• Short problem: Write out every line of the material below without any change, leaving out the pictures.

• Given records:

--- start ---

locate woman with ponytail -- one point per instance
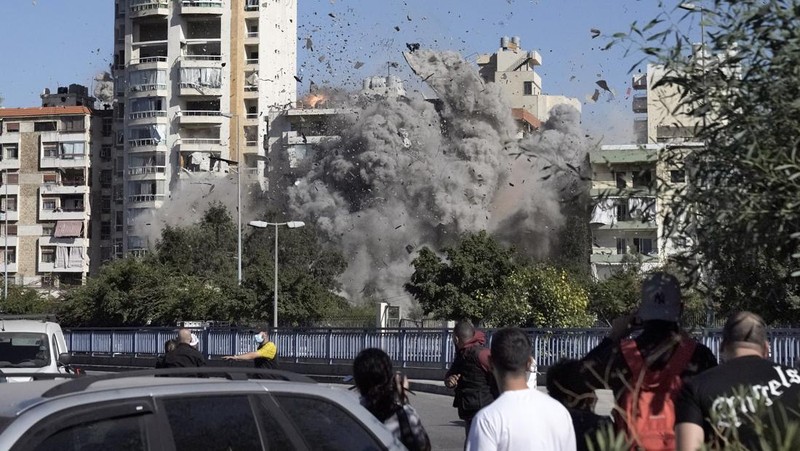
(383, 393)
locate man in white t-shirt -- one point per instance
(520, 418)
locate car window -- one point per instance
(212, 423)
(23, 350)
(123, 434)
(326, 426)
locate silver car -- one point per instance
(142, 412)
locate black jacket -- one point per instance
(184, 356)
(476, 387)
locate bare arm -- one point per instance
(689, 436)
(249, 356)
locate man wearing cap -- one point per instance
(265, 355)
(658, 339)
(725, 399)
(185, 355)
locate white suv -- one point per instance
(31, 346)
(136, 411)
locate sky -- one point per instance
(52, 43)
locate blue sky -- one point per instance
(56, 42)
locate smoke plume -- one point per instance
(405, 175)
(104, 87)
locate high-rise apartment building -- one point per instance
(513, 70)
(195, 81)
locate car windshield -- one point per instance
(23, 350)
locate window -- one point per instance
(49, 126)
(50, 150)
(49, 203)
(105, 204)
(677, 176)
(72, 124)
(527, 88)
(8, 204)
(124, 433)
(105, 230)
(622, 246)
(619, 177)
(48, 229)
(48, 255)
(642, 179)
(644, 246)
(107, 125)
(216, 422)
(623, 212)
(325, 425)
(10, 152)
(11, 255)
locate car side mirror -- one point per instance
(64, 358)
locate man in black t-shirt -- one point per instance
(722, 402)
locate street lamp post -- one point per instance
(263, 225)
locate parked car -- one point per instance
(137, 411)
(32, 346)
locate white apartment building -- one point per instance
(195, 81)
(44, 196)
(512, 69)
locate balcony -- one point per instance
(150, 62)
(251, 5)
(201, 7)
(63, 214)
(639, 104)
(192, 117)
(146, 200)
(146, 8)
(200, 145)
(147, 117)
(65, 187)
(147, 173)
(13, 215)
(146, 145)
(148, 90)
(65, 161)
(9, 163)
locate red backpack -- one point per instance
(646, 411)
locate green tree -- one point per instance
(552, 297)
(467, 283)
(741, 205)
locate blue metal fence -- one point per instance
(407, 347)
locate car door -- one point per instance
(126, 425)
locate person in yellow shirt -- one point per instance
(265, 356)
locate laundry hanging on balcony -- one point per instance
(68, 229)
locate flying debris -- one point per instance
(603, 85)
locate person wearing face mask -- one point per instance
(265, 356)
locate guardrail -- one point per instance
(428, 348)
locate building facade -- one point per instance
(512, 69)
(44, 168)
(195, 82)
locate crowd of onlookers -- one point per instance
(669, 390)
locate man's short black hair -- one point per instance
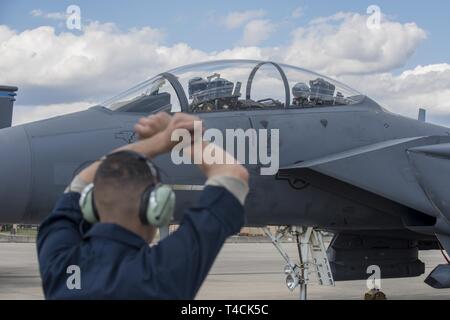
(120, 180)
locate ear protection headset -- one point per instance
(157, 202)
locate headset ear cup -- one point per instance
(87, 204)
(161, 206)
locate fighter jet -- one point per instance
(378, 181)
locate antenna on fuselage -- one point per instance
(422, 115)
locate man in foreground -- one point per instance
(125, 201)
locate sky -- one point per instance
(403, 64)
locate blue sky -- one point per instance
(404, 65)
(195, 22)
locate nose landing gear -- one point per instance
(312, 258)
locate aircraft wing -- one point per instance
(408, 171)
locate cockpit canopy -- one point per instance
(233, 85)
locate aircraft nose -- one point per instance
(15, 174)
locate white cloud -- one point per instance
(342, 44)
(63, 70)
(256, 31)
(424, 86)
(236, 19)
(49, 15)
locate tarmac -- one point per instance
(242, 271)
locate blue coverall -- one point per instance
(115, 263)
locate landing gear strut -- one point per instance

--- end ---

• Exercise response:
locate woman with ponytail -- one point per instance
(383, 393)
locate man in white t-shirt -- one point per instance
(520, 418)
locate car window -- one point per instance
(212, 423)
(23, 350)
(123, 434)
(326, 426)
locate silver car -- one point per instance
(142, 412)
locate black jacket -- one point per instance
(184, 356)
(476, 387)
locate bare arm -- one point per instance
(689, 436)
(249, 356)
locate man wearing cap -- one point per instance
(265, 355)
(658, 339)
(725, 399)
(185, 355)
locate white suv -- one point per instance
(31, 346)
(136, 411)
locate sky -- one point per instance
(52, 43)
locate blue sky -- one point per instance
(56, 42)
locate smoke plume -- one point per instance
(405, 175)
(104, 87)
locate high-rise apartment building -- one point per instance
(513, 70)
(195, 81)
locate car windshield -- one point per instance
(23, 350)
locate window -- one point per instance
(49, 126)
(50, 150)
(49, 203)
(105, 204)
(677, 176)
(72, 124)
(527, 88)
(8, 204)
(124, 433)
(105, 230)
(622, 246)
(619, 177)
(48, 229)
(48, 255)
(642, 179)
(644, 246)
(107, 125)
(216, 422)
(623, 212)
(325, 425)
(10, 152)
(11, 255)
locate car side mirror -- one point per instance
(64, 358)
locate man in black t-shirt -- one point per instance
(722, 402)
locate street lamp post -- one point per instance
(263, 225)
locate parked car -- one point per instance
(137, 411)
(32, 346)
locate white apartment building -- one point per instance
(195, 81)
(44, 196)
(512, 69)
locate balcony -- one point per instance
(150, 62)
(251, 5)
(201, 7)
(63, 214)
(639, 104)
(192, 117)
(146, 200)
(146, 8)
(200, 145)
(147, 117)
(65, 187)
(147, 173)
(13, 215)
(146, 145)
(148, 90)
(65, 161)
(9, 163)
locate red backpack -- one point per instance
(646, 411)
locate green tree -- one point per instance
(552, 297)
(467, 283)
(741, 205)
locate blue metal fence -- one point per instance
(407, 347)
locate car door -- one point per instance
(126, 425)
locate person in yellow shirt -- one point per instance
(265, 356)
locate laundry hanging on balcony -- one point per instance
(68, 229)
locate flying debris -- one point per instance
(603, 85)
locate person wearing face mask -- one point per instance
(265, 356)
locate guardrail -- one point per instance
(428, 348)
locate building facade -- one point per instance
(512, 69)
(44, 168)
(195, 82)
locate crowd of onlookers -- one point per instance
(669, 390)
locate man's short black hair -- one point per instance
(120, 180)
locate ear protection headset -- one point per instance
(157, 202)
locate headset ear cup -- one point per instance
(87, 204)
(161, 206)
locate fighter jet -- one point per instance
(378, 181)
locate antenna on fuselage -- one point per instance
(422, 115)
locate man in foreground -- one point per instance
(125, 201)
locate sky -- one point per instance
(403, 64)
locate blue sky -- one point per instance
(404, 65)
(195, 22)
locate nose landing gear -- one point per instance
(312, 258)
locate aircraft wing -- one point per instance
(408, 171)
locate cockpit canopy -- one point per instance
(233, 85)
locate aircraft nose -- one point per instance
(15, 174)
locate white cloud -- one point per instance
(342, 44)
(63, 70)
(256, 31)
(424, 86)
(236, 19)
(49, 15)
locate tarmac -- one point per instance
(242, 271)
locate blue coverall -- one point per instance
(115, 263)
locate landing gear strut -- one point per instance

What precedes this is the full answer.